- **Task inputs**:
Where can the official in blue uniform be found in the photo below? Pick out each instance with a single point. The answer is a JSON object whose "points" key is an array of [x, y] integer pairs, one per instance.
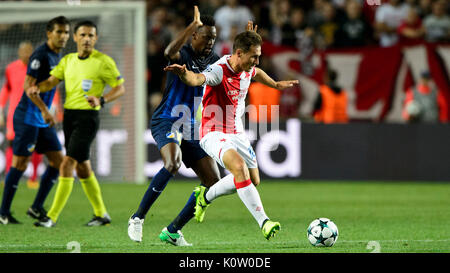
{"points": [[33, 124]]}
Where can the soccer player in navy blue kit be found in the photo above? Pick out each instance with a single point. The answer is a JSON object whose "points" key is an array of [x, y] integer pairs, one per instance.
{"points": [[33, 124], [175, 130]]}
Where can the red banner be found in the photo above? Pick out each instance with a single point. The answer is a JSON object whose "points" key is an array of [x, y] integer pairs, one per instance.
{"points": [[376, 78]]}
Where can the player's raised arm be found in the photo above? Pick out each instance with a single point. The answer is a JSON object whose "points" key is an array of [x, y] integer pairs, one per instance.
{"points": [[263, 78], [188, 77], [172, 51]]}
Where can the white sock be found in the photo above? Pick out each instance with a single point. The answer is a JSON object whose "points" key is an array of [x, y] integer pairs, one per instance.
{"points": [[222, 187], [250, 197]]}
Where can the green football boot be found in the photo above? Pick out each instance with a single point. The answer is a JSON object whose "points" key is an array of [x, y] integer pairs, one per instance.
{"points": [[200, 203], [270, 228], [176, 239]]}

- **What is expected**: Copy the listing verbatim, from the line containing "Where can the white" through the end of the listing, with both ends included.

- **In response**:
Where can the white sock be found in the photo above? Pick out each instance with a single point. The answer is a JSON object whose "points" key is an array of [x, y] integer pairs, one per instance.
{"points": [[222, 187], [250, 197]]}
Where can the green football boot be found in the photo above? Pick out each instance with a single point. The answer is a JSON object whose "points" key is an array of [x, y] integer pairs, one per instance.
{"points": [[200, 203], [270, 228], [176, 239]]}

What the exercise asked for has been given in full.